**Enunciado escrito a**
Reproduce el pasaje del texto sobre la confianza de los hijos en los padres, que aparece más abajo, comenzando por "Nuestras hijas e" y continuando hasta "no nos escucha.".

**Fuente**
>>

Nuestras hijas e hijos traen de fábrica una inmensa confianza en nosotros, que los padres vamos perdiendo a base de mandarlos callar y de no hablar más que para dar órdenes y regañar. También la perdemos a base de criticar sus opiniones con hábitos viejos como el “qué sabrás tú” y ese tipo de frases hechas, que son dañinas y abren grietas de silencio. La confianza se trabaja escuchando: al niño chiquito que nos va contando el mundo (mientras nosotros, conectados al móvil, estamos oyendo un runrún); o al adolescente a quien no preguntamos nunca su opinión sobre las cosas, ni le pedimos consejo, y encima protestamos porque no nos escucha.

<<

**Datos de trabajo**
>>

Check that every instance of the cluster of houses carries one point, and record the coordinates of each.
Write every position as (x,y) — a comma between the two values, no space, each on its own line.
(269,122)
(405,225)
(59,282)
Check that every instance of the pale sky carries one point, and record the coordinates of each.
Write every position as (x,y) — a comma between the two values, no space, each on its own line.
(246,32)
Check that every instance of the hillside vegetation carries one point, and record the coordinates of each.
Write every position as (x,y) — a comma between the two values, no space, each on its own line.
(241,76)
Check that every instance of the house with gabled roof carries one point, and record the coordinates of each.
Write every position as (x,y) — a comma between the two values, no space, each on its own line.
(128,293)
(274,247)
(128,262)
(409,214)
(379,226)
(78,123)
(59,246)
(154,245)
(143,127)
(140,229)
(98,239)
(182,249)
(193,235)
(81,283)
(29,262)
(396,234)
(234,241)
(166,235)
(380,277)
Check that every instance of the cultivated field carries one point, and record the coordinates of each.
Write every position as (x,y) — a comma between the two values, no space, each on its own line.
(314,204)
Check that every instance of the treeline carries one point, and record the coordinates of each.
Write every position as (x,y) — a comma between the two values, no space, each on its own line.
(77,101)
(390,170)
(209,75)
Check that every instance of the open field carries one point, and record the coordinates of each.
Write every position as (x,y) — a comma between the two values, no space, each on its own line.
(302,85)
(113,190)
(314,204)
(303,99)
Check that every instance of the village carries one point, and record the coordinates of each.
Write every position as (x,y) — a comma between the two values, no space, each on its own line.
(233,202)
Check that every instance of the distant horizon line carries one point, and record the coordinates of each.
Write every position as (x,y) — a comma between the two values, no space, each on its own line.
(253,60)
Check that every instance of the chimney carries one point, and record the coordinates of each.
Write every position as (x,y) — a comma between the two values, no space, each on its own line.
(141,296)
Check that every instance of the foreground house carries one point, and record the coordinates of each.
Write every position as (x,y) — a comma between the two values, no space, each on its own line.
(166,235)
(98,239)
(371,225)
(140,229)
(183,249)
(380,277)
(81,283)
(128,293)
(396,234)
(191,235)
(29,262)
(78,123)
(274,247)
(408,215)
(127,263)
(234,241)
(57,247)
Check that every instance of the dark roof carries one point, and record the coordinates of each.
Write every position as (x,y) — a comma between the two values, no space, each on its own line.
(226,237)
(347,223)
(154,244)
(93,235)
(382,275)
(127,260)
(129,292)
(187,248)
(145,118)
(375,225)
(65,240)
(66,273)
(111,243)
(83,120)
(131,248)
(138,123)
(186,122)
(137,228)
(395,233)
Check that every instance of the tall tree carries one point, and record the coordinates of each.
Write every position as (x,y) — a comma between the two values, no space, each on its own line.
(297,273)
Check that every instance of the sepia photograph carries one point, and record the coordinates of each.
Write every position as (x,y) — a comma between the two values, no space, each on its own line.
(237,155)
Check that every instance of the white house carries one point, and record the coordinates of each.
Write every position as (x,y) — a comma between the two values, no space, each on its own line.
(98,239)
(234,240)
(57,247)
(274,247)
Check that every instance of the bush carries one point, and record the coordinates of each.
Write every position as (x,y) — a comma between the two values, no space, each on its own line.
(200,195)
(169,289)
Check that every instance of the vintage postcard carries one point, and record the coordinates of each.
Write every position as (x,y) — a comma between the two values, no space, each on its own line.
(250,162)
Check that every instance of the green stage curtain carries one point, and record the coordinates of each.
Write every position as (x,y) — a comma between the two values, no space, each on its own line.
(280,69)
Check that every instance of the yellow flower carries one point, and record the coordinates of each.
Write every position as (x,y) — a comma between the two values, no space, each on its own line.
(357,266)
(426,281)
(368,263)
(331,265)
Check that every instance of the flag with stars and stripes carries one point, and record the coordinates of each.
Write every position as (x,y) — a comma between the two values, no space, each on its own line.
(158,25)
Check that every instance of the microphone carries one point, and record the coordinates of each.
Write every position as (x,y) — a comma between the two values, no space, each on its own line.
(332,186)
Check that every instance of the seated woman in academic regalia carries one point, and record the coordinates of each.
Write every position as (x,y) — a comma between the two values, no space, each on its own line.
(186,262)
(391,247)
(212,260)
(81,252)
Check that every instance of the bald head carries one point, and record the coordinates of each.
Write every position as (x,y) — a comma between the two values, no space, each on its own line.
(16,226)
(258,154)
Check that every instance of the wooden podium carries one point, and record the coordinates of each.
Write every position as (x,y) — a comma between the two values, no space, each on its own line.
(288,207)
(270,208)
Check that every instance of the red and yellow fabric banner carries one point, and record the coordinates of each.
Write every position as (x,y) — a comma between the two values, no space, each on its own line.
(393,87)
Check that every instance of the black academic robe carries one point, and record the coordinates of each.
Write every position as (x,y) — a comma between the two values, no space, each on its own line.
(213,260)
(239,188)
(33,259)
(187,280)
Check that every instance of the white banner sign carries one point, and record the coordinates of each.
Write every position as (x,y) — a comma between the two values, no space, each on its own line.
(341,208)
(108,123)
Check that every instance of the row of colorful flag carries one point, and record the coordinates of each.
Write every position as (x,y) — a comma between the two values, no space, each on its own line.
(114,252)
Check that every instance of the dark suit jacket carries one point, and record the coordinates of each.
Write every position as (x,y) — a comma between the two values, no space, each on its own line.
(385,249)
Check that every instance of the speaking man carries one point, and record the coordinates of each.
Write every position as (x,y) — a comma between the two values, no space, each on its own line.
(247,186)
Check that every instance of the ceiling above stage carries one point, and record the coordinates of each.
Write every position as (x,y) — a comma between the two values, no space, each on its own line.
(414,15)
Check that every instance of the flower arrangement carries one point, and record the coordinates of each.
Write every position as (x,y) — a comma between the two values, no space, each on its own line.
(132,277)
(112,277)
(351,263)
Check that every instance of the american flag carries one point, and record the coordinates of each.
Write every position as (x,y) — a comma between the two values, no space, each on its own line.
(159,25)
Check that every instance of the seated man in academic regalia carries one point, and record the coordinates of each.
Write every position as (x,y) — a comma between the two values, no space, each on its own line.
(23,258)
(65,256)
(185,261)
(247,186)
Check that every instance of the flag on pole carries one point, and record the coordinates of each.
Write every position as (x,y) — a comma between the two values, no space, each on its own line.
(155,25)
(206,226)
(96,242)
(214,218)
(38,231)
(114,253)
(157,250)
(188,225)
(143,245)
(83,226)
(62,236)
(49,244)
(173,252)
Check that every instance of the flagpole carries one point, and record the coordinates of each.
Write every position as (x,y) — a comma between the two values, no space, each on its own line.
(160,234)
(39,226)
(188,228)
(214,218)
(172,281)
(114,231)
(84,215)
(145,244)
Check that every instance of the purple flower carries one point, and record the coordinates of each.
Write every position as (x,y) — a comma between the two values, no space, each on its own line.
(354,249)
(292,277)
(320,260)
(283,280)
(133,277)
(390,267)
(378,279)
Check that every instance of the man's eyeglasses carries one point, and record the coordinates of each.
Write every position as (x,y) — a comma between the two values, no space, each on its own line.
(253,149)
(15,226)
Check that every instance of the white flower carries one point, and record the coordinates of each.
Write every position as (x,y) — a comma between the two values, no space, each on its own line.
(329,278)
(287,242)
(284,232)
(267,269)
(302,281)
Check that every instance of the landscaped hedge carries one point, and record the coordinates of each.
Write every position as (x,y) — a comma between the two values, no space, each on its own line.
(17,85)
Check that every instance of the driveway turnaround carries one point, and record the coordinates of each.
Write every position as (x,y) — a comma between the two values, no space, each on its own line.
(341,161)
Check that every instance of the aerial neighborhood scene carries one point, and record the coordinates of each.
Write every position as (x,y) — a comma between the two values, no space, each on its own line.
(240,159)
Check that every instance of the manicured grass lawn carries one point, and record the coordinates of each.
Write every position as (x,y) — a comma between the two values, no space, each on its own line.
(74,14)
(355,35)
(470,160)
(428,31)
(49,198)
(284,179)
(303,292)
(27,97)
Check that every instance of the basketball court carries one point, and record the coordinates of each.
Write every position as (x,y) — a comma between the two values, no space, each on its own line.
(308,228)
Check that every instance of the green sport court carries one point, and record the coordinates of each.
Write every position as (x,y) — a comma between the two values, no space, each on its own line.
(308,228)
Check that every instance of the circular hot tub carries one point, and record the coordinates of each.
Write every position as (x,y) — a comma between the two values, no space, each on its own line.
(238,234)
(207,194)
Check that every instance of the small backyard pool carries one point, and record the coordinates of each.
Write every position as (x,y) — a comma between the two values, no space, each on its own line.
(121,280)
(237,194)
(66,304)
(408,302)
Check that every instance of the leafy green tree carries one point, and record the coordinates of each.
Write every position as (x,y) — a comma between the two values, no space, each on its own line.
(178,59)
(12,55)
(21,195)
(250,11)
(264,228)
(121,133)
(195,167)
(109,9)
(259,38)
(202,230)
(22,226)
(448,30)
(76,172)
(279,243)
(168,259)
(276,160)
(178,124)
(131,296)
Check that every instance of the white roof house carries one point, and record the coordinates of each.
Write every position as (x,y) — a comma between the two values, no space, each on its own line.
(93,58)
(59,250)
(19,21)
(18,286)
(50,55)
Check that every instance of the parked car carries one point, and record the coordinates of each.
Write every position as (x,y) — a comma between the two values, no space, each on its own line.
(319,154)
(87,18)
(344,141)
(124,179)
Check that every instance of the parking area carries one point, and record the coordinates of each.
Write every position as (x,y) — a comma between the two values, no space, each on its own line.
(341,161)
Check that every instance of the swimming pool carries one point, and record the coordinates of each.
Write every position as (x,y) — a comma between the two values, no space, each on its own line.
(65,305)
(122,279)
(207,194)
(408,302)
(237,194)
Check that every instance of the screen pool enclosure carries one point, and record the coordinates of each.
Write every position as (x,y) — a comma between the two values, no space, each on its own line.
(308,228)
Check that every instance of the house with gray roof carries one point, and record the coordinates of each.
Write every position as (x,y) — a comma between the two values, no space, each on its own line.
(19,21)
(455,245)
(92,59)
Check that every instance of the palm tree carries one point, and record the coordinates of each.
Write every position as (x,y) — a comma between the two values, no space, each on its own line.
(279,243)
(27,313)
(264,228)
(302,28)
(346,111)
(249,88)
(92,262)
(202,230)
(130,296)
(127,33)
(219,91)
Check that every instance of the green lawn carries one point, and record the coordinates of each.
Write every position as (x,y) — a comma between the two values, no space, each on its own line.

<<

**Enunciado escrito b**
Localiza en los registros de arriba cada línea que contenga la palabra "stage" y cópiala completa.

**Respuesta completa a**
Nuestras hijas e hijos traen de fábrica una inmensa confianza en nosotros, que los padres vamos perdiendo a base de mandarlos callar y de no hablar más que para dar órdenes y regañar. También la perdemos a base de criticar sus opiniones con hábitos viejos como el “qué sabrás tú” y ese tipo de frases hechas, que son dañinas y abren grietas de silencio. La confianza se trabaja escuchando: al niño chiquito que nos va contando el mundo (mientras nosotros, conectados al móvil, estamos oyendo un runrún); o al adolescente a quien no preguntamos nunca su opinión sobre las cosas, ni le pedimos consejo, y encima protestamos porque no nos escucha.

**Respuesta completa b**
Check that every instance of the green stage curtain carries one point, and record the coordinates of each.
Check that every instance of the ceiling above stage carries one point, and record the coordinates of each.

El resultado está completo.